### EXCERPT TO READ
# Plants from Petco / Petsmart - What's aquatic and what's not?



## BittyB (Jun 19, 2013)

I noticed when I was looking through there were many plants that just were not even aquatic being sold in jars. Now I've dug through online and seen a ton of topics about individual plants available, but anyone have a rundown of plants available and whether it's aquatic or not, and if so basic requirements? If there isn't a comprehensive list - what do you think about us starting up of putting together a cheat sheet together out of this discussion and make a sticky? I think it would be helpful to a lot of people.


----------



## Lucubration (Jul 7, 2013)

Last time I was in PetSmart, I looked closely at the plant packaging and noticed that they had their plants labeled either "Aquatic Plant" like Anubias, Amazon Sword, etc or "Semi-Aquatic Plant" like Umbrella Plant, Peacock Fern, and one other one with white-edged leaves that I don't remember. So it looks like they don't _try_ to trick you; it can just be confusing if you're expecting everything on the "plant stand" to be for aquariums.


----------



## peachii (Jan 6, 2013)

In the last month and a half to two months Petc and Petsmart IE the vendor that supplies plants seems to have overhauled what plants they offer for tanks and a lot of them are nice, harder to get species without ordering online. You'd just have to get the names and look them up because the list of plants they seem to offer has grown considerably the last few months. No one can say for certain what they do and don't carry as it varies from location to location as well.

maybe they finally got enough complaints to fix it.


----------



## Shadyr (Mar 27, 2012)

Carry a smartphone with internet access and look up the names?

Dracenae and lucky bamboo are two I frequently see that are not aquatic. Though the bamboo will be fine as long as the leaves are not submerged.

Anubias, hornwort, swords, water wisteria, mossballs, banana plants and java ferns are ones that should be fully aquatic. Other than that, best to look it up and be safe.

### ENTRIES
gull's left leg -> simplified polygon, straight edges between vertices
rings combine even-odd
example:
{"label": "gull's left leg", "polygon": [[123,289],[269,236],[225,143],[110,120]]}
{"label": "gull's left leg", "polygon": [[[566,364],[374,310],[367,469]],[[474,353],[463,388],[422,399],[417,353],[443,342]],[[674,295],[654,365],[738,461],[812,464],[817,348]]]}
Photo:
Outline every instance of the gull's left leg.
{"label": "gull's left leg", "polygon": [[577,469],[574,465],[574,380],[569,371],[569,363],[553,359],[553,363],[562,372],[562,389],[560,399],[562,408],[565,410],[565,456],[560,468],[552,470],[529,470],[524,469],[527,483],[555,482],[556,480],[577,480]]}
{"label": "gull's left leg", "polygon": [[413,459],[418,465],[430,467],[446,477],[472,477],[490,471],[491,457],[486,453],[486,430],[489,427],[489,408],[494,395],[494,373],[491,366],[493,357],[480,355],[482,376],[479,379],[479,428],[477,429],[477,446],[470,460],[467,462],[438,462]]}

### OBJECTIVES
1. Decide whether each statement agrees with the plant thread above, answering yes or no and quoting the deciding words. (a) Lucubration reports that PetSmart labeled its plants as either aquatic or semi-aquatic. (b) Shadyr says lucky bamboo does well with its leaves underwater. (c) peachii says every store carries the same plants.
2. Reproduce the passage of the plant thread starting at "In the last" and ending at "location as well.".
3. In the plant thread, what reason does peachii give for a buyer having to get the plant names and look them up? Answer in one to three sentences.

### RESULTS BY TASK
1.
(a) Yes: "they had their plants labeled either "Aquatic Plant" like Anubias, Amazon Sword, etc or "Semi-Aquatic Plant""
(b) No: "Though the bamboo will be fine as long as the leaves are not submerged."
(c) No: "No one can say for certain what they do and don't carry as it varies from location to location as well."

2.
In the last month and a half to two months Petc and Petsmart IE the vendor that supplies plants seems to have overhauled what plants they offer for tanks and a lot of them are nice, harder to get species without ordering online. You'd just have to get the names and look them up because the list of plants they seem to offer has grown considerably the last few months. No one can say for certain what they do and don't carry as it varies from location to location as well.

3. peachii says buyers have to look the names up because the list of plants the stores offer has grown considerably over the last few months.